> **About this task**: Return the data that follows exactly as it appears. Pictures do not belong in the copy.

[Collection entries]
..........
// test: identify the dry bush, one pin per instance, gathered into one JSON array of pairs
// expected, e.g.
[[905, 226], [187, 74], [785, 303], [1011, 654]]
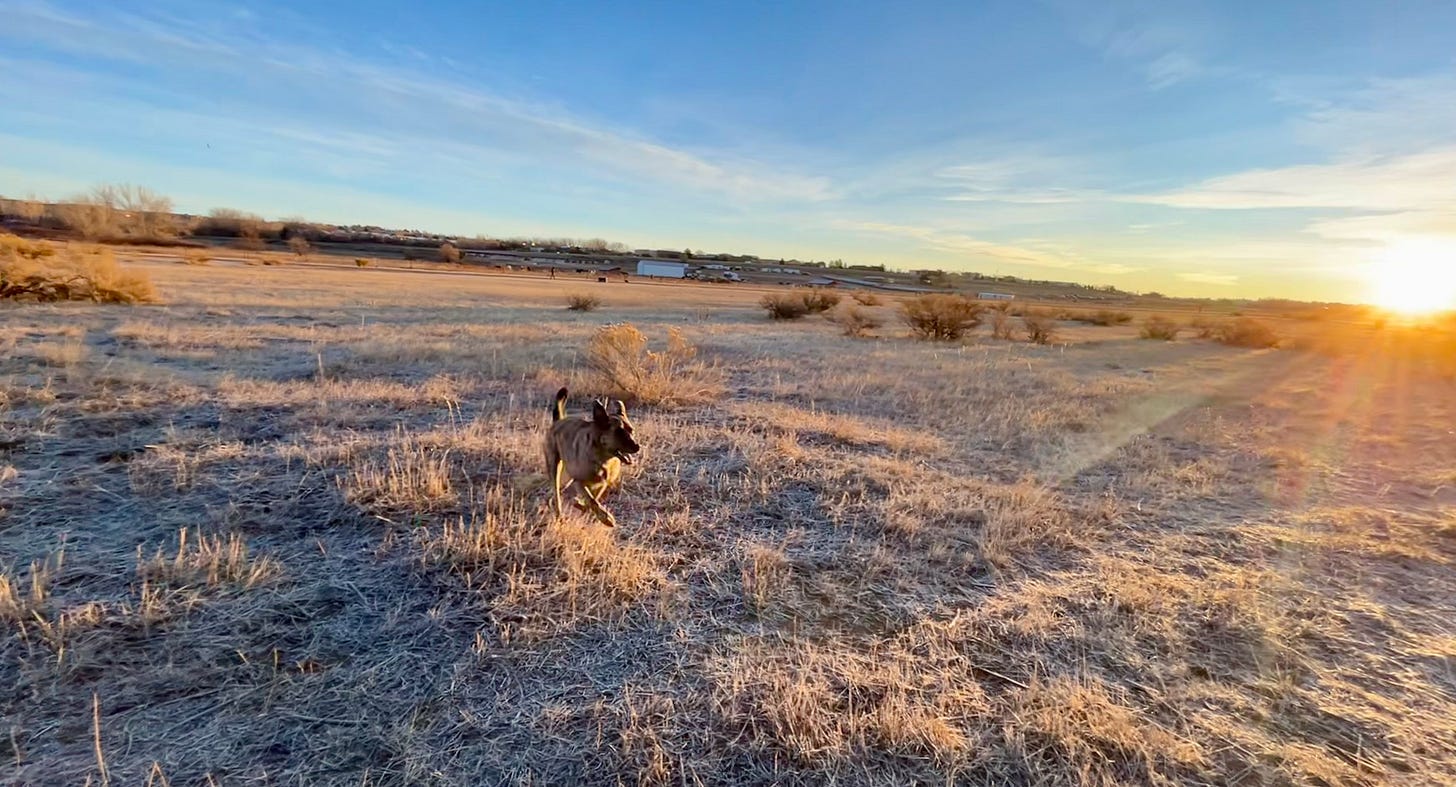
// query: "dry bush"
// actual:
[[1101, 317], [583, 301], [628, 370], [15, 246], [1002, 325], [784, 306], [855, 320], [1041, 326], [118, 211], [820, 300], [1159, 328], [941, 317], [74, 275], [1247, 332], [206, 560]]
..........
> **Output of the exercise**:
// test: identify the dry bush, one pin per instance, gathered into one JSON array of pairs
// expected, e.g.
[[905, 226], [187, 74], [785, 303], [1011, 654]]
// query: "dry bush"
// actual:
[[1101, 317], [583, 301], [628, 370], [15, 246], [1002, 325], [784, 306], [855, 320], [1041, 326], [118, 211], [820, 300], [1159, 328], [941, 317], [74, 275], [1247, 332], [206, 560]]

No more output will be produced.